DATA UNDER STUDY =>
---+---

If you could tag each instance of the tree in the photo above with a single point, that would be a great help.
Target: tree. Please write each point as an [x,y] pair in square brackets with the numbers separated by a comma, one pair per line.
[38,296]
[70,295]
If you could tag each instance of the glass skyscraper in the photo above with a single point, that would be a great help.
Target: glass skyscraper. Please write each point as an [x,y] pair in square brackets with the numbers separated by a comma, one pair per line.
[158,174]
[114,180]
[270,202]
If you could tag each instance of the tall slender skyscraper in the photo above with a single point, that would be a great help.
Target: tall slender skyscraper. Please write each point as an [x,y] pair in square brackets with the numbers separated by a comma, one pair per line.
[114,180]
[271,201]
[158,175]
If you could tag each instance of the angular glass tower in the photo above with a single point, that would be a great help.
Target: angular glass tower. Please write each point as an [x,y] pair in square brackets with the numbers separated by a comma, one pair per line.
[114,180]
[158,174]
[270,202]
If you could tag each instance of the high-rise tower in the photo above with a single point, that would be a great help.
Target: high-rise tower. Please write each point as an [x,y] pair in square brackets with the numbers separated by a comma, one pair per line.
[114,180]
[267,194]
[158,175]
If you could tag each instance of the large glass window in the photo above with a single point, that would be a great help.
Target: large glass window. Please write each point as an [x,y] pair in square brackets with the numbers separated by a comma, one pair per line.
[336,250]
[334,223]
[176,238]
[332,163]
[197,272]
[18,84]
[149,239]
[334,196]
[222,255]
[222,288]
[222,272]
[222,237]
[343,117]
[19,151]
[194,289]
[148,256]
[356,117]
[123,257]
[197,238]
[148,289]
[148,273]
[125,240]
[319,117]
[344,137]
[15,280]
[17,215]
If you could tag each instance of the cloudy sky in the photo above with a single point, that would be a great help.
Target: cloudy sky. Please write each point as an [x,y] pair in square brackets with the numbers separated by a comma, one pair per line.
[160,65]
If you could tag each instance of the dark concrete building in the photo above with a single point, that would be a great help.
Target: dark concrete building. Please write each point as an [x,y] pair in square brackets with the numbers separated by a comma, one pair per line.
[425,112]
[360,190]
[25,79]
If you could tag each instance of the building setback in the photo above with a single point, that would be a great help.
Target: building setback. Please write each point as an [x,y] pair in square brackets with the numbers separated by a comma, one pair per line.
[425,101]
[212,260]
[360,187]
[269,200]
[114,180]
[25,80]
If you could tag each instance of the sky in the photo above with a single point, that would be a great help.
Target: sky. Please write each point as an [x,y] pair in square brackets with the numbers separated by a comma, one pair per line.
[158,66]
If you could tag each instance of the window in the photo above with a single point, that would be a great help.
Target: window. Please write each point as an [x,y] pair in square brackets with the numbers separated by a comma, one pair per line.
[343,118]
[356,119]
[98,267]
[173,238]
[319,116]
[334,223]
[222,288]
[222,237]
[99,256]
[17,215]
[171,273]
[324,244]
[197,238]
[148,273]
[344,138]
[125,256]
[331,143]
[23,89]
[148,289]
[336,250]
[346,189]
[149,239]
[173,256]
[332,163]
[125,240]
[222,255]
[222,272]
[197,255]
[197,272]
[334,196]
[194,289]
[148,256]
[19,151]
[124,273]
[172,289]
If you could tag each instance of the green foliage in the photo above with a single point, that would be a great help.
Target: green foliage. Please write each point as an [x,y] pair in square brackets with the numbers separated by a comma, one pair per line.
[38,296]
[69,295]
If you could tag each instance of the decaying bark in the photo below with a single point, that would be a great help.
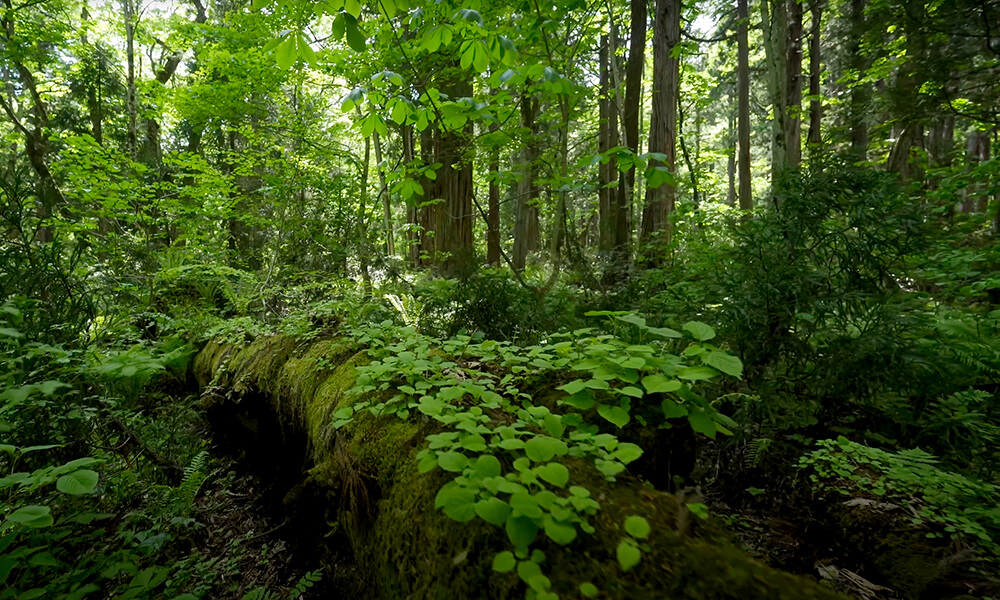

---+---

Copy all records exactly; omit images.

TASK SOLUTION =>
If you could tag each instance of the tree in the photo above with a single point, that would be a great help.
Target: tree. Please write each point as an [x,y] pair in square brackets with the numbers separated by a comma, one pair per line.
[38,296]
[70,295]
If you could tag each instance of the glass skyscraper in the photo above with a single point, that would be a great help.
Target: glass skyscraper. Please write each point as an [x,y] pair in square brackets with the numbers separated by a comma, one pair per line.
[158,174]
[114,180]
[270,202]
If you could tag each instance of the tall slender skyscraper in the photo above with a single point, that would be a great help.
Target: tall slender skyscraper. Please write each point as an [x,y] pair in square brackets with the numbers separated by a comma, one pair per line.
[114,180]
[271,201]
[158,175]
If you could tag each instance of the angular glass tower in the photo above with a single point, that would be a great help.
Target: angular glass tower. Please write each point as an [x,y] pair in square brackets with the numbers separated by a comma, one pair per line.
[114,180]
[158,174]
[270,202]
If you could tag each instance of the high-rise tower in the photo above with a single point, that would be a great help.
Target: high-rise tower. Please write each point as an [x,y] pair in square brackets with the numbers separated by a comma, one pair per line.
[114,180]
[267,194]
[158,175]
If you could tag each instance of the large glass window in the photo above with a single point, that would be a great help.
Target: large glass window. Please write each point as an [x,y] pair in square brackets with the numbers separated by a comma, one pair per line.
[336,250]
[334,223]
[176,238]
[332,163]
[197,272]
[18,84]
[149,239]
[334,196]
[222,255]
[222,288]
[222,272]
[222,237]
[343,117]
[19,151]
[194,289]
[148,256]
[356,117]
[123,257]
[197,238]
[148,289]
[148,273]
[125,240]
[319,117]
[344,137]
[15,280]
[17,215]
If you could tag each instance of the cloudy sky in the photo above with a single point, that would be a great help.
Target: cloudy sky. Please write each point as an [x,y] pair in square brackets with the numbers separated by a comma, one pair per line.
[160,65]
If you could tag each instance of the dark concrete building in the photo above with a single point, that would be a great help.
Target: dark concrete building. Please write each point as an [x,y] pair in square brackets with the numbers separated by a comma, one pair per line.
[425,112]
[360,190]
[25,79]
If you could tag each instance of the building setback in the photo above with a single point, that would be a great help.
Target: building setback. Please write each point as an [x,y] pair in square brackets with the numbers separated by a comma, one pair per line.
[425,101]
[212,260]
[360,187]
[269,200]
[114,180]
[25,80]
If you could tag each instance of the sky in the photo above with a single point, that would be a great help.
Target: sky. Please write each point as an [x,y] pair in square brackets with the numbers separated by a comma, one pair per line.
[158,66]
If you could tag each instance of the window in the photo above with a single point, that would be a great help.
Target: window. Please write each point as an [x,y] pair in square brackets with the numbers separated by a comma, one pair per line.
[343,118]
[356,119]
[98,267]
[173,238]
[319,116]
[334,223]
[222,288]
[222,237]
[99,256]
[17,215]
[171,273]
[324,244]
[197,238]
[148,273]
[344,138]
[125,256]
[331,143]
[23,89]
[148,289]
[336,250]
[346,189]
[149,239]
[173,256]
[332,163]
[125,240]
[222,255]
[222,272]
[197,255]
[197,272]
[334,196]
[194,289]
[148,256]
[19,151]
[124,273]
[172,289]
If you could tag each instance of the green foliage in the photo above with a single point, that would be a great help.
Target: green foliage. Please write each point as an [x,y] pair in square brackets with the numbers separated by a comma, one pair per line.
[38,296]
[69,295]
If you could tag each instance of the decaying bark in the photo below with a single point, that would be a great help.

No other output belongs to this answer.